— begin Information provided —

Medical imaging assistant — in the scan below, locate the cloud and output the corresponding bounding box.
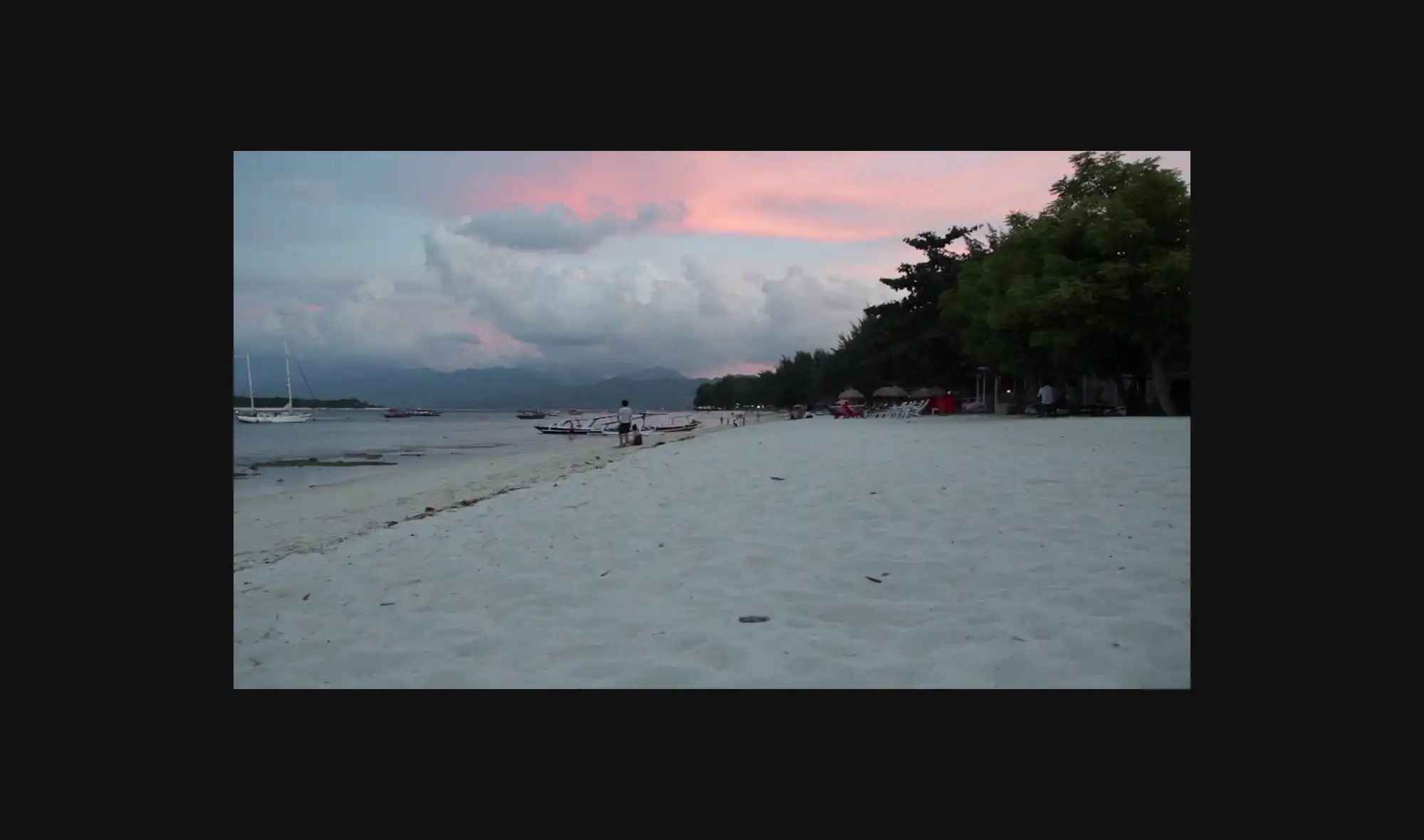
[424,226,893,370]
[272,178,336,202]
[457,199,688,253]
[234,276,540,370]
[427,151,1192,245]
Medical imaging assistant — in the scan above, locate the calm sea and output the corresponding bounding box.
[232,410,716,497]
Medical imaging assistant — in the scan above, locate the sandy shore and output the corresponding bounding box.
[232,411,782,572]
[232,417,1190,688]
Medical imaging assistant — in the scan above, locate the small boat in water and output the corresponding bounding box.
[534,414,607,434]
[234,342,313,423]
[600,411,702,434]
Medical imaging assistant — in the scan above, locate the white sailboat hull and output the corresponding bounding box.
[236,414,312,423]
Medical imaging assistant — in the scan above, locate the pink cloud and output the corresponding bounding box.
[440,151,1190,242]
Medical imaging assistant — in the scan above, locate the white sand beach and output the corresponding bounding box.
[232,417,1192,688]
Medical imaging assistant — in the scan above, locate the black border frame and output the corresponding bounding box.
[64,149,1259,710]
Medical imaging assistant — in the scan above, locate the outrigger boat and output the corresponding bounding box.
[602,411,702,434]
[534,414,607,434]
[534,411,702,434]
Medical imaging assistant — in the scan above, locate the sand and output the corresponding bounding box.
[232,417,1190,688]
[232,411,782,571]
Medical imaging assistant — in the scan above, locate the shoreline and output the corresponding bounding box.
[232,419,1192,689]
[232,413,786,572]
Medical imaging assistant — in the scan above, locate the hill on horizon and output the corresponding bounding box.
[232,356,706,410]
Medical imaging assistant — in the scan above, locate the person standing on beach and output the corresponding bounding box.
[1038,382,1054,417]
[618,400,632,448]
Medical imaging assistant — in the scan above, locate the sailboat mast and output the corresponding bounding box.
[282,340,292,409]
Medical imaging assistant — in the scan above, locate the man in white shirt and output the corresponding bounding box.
[1038,382,1054,417]
[618,400,632,448]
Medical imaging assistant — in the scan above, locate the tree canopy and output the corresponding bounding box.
[696,151,1192,414]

— end Information provided —

→ Brief:
Reproduce all of the material above word for word, leaving out the picture.

→ The answer:
Medical imaging assistant — in the scan below, locate the cloud and output the corresponding bounding box.
[424,226,893,370]
[272,178,336,202]
[457,199,688,253]
[234,276,540,370]
[427,151,1192,245]
Medical imaging assistant — in the scan above, locate the calm sea and output the corresponding bounding box.
[232,410,716,497]
Medical imaging assistant — in the scan above, locate the sandy shore and output the corresponding bounding box.
[232,411,782,572]
[232,417,1190,688]
Medical imaging assistant — in the scan above, locate the small boat in water and output the corresponding bounding box.
[534,414,607,434]
[234,342,313,423]
[600,411,702,434]
Medical imaging assistant — in the scan above, locate the white sailboat hull and output the corresponding bounding box.
[236,414,312,423]
Medical imaging assistant — in the scan above, locate the pink cloud and output the corresponding bounding box.
[440,151,1190,242]
Medical imaging assistant — in the scan above, locate the white sand beach and output the corresponding bounding box.
[232,417,1192,688]
Medical imaging assistant — in the scan above, locate the black border frame and output the corresponding bounding box.
[64,149,1259,710]
Medical imaging assistant — in the scan above, locate the outrigger boat and output the corresponding bounding box.
[602,411,702,434]
[534,414,607,434]
[534,411,702,434]
Medical imaging assistant — in the scan above, locate the sand and output the corresponding bounding box.
[232,417,1190,688]
[232,411,782,571]
Medical imaging assistant — in the scan above, locate the shoreline and output the corresponding bounding box.
[232,419,1192,689]
[232,413,786,572]
Medical imaging assistant — in the scan above, locate the hill on horizon and output the corresponding bounding box.
[232,356,706,410]
Medical imaging assistant — in the scan above, locate the person standing on beach and output the corresponding bounding box.
[1038,382,1054,417]
[618,400,632,448]
Medical imaging assistant — in the scan above, locate the sailboat mast and output the corresponding bounding box.
[282,340,292,409]
Medical imaging assistant — in the scan above, locate the man in white shirt and output the corresponding bounding box.
[1038,382,1054,417]
[618,400,632,448]
Medical imaging assistant — in the scan above, locate the tree canopy and output the corresponding bounding box.
[696,151,1192,414]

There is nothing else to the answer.